## Start Materials provided

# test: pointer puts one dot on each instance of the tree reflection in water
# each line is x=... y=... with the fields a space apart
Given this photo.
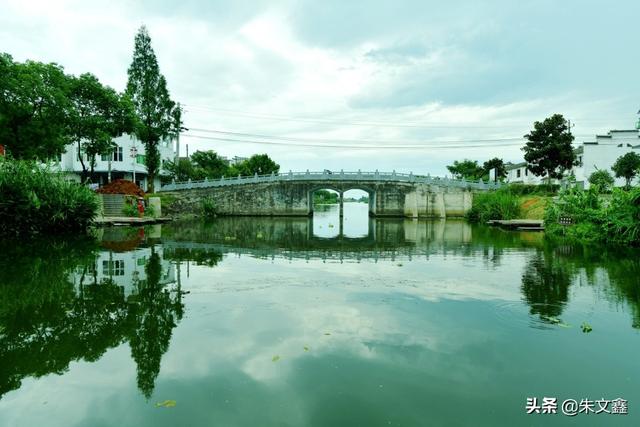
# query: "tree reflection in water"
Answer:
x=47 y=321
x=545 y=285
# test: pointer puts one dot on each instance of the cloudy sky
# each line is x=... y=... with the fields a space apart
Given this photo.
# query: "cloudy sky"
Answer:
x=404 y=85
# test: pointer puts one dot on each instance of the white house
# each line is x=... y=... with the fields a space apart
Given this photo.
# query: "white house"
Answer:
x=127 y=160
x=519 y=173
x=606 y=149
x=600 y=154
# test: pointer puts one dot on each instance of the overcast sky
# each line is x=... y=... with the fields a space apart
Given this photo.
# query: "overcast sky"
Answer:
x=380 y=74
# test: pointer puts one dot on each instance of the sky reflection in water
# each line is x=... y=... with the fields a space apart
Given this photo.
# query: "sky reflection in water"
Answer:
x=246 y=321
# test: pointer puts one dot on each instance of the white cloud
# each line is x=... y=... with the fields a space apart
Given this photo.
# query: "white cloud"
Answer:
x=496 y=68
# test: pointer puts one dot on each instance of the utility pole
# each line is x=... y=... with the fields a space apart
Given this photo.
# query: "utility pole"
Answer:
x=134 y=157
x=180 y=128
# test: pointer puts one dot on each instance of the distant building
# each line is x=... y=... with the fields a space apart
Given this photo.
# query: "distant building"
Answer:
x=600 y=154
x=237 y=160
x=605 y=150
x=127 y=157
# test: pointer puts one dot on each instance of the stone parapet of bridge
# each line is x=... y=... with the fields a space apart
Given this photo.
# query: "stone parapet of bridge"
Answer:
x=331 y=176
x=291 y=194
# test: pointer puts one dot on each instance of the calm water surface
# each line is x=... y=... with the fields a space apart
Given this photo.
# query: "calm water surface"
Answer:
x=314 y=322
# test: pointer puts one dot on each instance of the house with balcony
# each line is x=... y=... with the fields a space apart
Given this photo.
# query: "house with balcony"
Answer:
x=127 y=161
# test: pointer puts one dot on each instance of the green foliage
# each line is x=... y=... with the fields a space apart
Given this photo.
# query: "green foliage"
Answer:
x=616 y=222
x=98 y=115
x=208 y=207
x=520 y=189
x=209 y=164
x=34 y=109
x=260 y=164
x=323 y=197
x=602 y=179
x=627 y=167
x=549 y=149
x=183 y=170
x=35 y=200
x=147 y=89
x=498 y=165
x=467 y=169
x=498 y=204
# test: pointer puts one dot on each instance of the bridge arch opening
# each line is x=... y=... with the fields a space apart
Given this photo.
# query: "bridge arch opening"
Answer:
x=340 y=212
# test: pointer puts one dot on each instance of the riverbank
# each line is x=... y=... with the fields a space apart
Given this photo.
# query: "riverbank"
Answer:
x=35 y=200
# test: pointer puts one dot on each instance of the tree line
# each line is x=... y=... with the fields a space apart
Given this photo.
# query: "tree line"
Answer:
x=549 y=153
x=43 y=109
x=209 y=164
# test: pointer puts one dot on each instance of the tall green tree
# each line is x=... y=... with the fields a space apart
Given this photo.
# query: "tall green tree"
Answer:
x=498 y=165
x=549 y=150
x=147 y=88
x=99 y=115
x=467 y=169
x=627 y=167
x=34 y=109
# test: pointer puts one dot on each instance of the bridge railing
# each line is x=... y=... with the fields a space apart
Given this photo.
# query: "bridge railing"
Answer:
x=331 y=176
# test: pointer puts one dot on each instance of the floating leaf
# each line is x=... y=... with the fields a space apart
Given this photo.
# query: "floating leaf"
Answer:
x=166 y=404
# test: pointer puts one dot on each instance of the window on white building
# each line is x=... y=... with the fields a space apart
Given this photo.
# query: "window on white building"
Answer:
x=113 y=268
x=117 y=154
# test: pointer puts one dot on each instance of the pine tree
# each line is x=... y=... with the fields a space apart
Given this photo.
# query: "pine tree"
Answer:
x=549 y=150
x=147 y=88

## End Materials provided
## Start Materials provided

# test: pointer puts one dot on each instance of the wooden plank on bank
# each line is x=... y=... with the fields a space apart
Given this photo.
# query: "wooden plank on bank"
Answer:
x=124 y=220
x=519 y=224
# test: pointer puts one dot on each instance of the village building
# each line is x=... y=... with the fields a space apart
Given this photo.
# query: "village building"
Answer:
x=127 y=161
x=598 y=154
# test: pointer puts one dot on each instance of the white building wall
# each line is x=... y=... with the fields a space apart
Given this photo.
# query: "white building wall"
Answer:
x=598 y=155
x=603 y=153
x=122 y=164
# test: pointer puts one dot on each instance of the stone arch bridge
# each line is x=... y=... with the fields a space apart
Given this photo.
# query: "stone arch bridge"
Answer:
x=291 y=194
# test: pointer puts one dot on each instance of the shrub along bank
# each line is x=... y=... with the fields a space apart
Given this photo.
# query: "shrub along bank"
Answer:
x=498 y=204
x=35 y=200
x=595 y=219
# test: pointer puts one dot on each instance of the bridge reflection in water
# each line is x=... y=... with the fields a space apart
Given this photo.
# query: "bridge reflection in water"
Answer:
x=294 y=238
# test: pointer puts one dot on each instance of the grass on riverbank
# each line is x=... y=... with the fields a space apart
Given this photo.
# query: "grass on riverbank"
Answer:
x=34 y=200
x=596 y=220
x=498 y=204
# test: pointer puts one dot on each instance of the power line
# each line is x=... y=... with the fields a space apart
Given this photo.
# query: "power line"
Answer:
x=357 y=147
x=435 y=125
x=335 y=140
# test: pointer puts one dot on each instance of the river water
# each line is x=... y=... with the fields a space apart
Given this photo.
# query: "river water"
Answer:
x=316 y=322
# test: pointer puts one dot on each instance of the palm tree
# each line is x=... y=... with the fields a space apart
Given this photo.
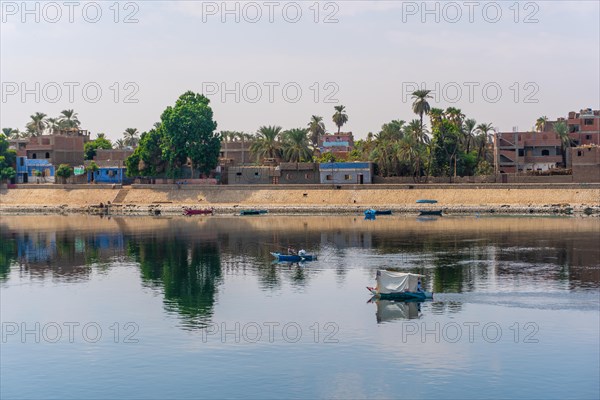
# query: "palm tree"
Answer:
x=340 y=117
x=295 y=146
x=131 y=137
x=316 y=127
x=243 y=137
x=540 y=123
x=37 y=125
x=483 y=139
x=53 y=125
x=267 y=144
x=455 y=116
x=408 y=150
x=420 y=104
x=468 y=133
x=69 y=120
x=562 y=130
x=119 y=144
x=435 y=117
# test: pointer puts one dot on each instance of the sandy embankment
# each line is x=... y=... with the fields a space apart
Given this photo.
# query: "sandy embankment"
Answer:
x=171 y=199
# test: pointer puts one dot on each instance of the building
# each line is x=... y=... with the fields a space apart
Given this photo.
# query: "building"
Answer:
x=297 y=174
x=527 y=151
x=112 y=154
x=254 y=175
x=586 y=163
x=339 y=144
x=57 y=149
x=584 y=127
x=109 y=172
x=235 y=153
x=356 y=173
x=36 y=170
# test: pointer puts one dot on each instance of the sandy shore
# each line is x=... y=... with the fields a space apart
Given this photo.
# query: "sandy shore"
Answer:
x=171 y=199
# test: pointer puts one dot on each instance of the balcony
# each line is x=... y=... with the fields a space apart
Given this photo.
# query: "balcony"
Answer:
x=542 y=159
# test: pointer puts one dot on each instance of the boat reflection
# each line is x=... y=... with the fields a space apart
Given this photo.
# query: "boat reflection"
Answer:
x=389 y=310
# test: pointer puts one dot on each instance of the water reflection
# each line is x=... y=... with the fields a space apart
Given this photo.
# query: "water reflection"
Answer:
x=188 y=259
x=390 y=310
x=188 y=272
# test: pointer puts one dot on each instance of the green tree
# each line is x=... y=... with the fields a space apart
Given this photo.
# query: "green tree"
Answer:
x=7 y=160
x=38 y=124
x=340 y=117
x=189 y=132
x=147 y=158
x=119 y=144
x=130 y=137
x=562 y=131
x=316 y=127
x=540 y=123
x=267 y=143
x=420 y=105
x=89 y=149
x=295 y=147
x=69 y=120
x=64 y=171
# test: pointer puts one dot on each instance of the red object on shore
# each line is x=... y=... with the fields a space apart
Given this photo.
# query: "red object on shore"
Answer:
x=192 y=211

## End Materials provided
## Start Materials provided

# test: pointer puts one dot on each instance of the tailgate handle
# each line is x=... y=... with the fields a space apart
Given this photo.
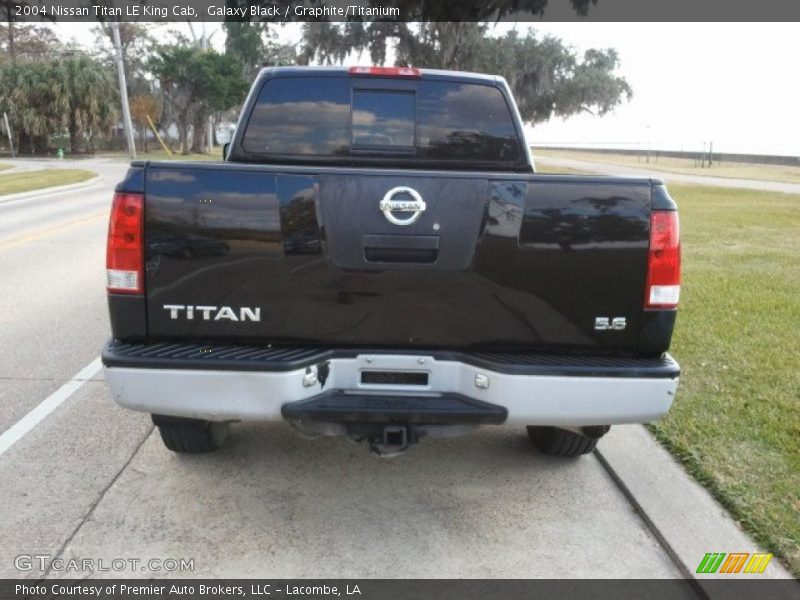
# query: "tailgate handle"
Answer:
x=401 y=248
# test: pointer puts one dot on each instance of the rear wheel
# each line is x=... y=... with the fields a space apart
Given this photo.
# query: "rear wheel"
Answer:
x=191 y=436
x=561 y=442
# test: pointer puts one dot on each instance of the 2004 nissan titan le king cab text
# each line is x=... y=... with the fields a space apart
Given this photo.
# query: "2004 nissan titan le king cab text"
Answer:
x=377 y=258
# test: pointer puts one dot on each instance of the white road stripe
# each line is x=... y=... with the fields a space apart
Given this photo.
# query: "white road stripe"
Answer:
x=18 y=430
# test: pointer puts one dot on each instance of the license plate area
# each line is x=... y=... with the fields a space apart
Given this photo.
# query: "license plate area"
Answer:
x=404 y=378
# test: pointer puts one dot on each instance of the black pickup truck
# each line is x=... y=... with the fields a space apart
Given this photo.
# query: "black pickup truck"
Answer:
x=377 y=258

## End Materials provided

(Task to carry out)
Copy the lines from the line with "the tree reflection in water" to the line with "x=545 y=285", both included, without the pictures.

(Result)
# test: pointer puts one dot on each instance of the tree reflection in water
# each line is x=... y=... with the fields a space apart
Given this photo.
# query: "tree reflection in water"
Answer:
x=47 y=321
x=545 y=285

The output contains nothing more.